= COMPITO =
Riporta esattamente il tratto del passo citato che va da "Dalla pandemia il" fino a "resto della truppa." incluso.

= PASSO CITATO =
+++

A pochi mesi dal suo addio ad un cancellierato durato 15 anni, Merkel viene improvvisamente giudicata molto duramente su Der Spiegel, importante organo di stampa tedesco.
“Il fallimento della Cancelliera Merkel nella pandemia da Coronavirus” è il titolo dell’articolo di Markus Feldenkirchen pubblicato l’08.02.2021. Significativo l’incipit. “Il compassato stile da leadership della Cancelliera Angela Merkel è stato elogiato per anni. Ma nella pandemia, si è rivelato problematico. La sua mancanza d’ambizione e di creatività ha avuto conseguenze disastrose per il paese.”
A seguire, la ricostruzione delle mancanze intervenute soprattutto nelle seconda fase quando si sarebbe trattato di avere una strategia che accompagnasse le chiusure. Una riflessione molto critica un po’ su tutto. Infine anche sulla vicenda dei vaccini lasciata gestire alla UE con problemi evidenti che chiamano in causa la Cancelliera visto il fatto che la Germania era anche presidente di turno della Unione durante le “trattative” con le multinazionali.
Dalla pandemia il giudizio su Merkel si allarga con l’accusa di una mancanza di visione. Che finisce con oscurare i meriti che le si sono riconosciuti nelle gestioni delle crisi. Ma, stavolta, la pandemia va oltre il suo saper navigare.
Questa incertezza di leadership pervade la Germania a pochi mesi dal voto, con la Cdu che ha nominato un erede, Armin Laschet, teoricamente continuista, a dirigere il partito. Ma che non si sa se sarà accettato anche e da chi come erede alla Cancelleria, viste le aspirazioni, e le diverse visioni, della CSU bavarese e dei Verdi, che entrambi aspirano al ruolo.
Ma se questa è la situazione in Germania non è che stia meglio il resto della truppa.
La UE nella lotta alla pandemia sta mostrando tutti i suoi problemi strutturali e sta in una crisi molto grave.

+++

= MATERIALE FORNITO =
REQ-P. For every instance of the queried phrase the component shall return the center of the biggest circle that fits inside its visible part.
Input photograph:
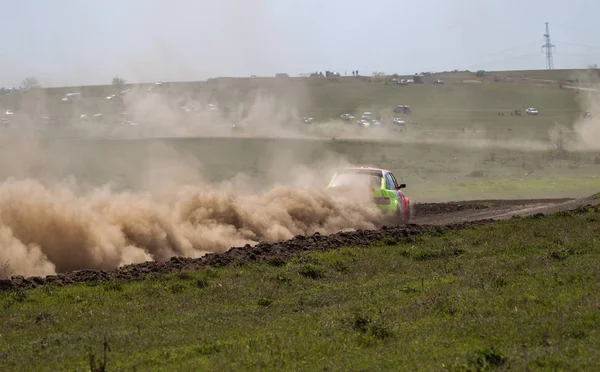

+++

= RISPOSTA =
Dalla pandemia il giudizio su Merkel si allarga con l’accusa di una mancanza di visione. Che finisce con oscurare i meriti che le si sono riconosciuti nelle gestioni delle crisi. Ma, stavolta, la pandemia va oltre il suo saper navigare.
Questa incertezza di leadership pervade la Germania a pochi mesi dal voto, con la Cdu che ha nominato un erede, Armin Laschet, teoricamente continuista, a dirigere il partito. Ma che non si sa se sarà accettato anche e da chi come erede alla Cancelleria, viste le aspirazioni, e le diverse visioni, della CSU bavarese e dei Verdi, che entrambi aspirano al ruolo.
Ma se questa è la situazione in Germania non è che stia meglio il resto della truppa.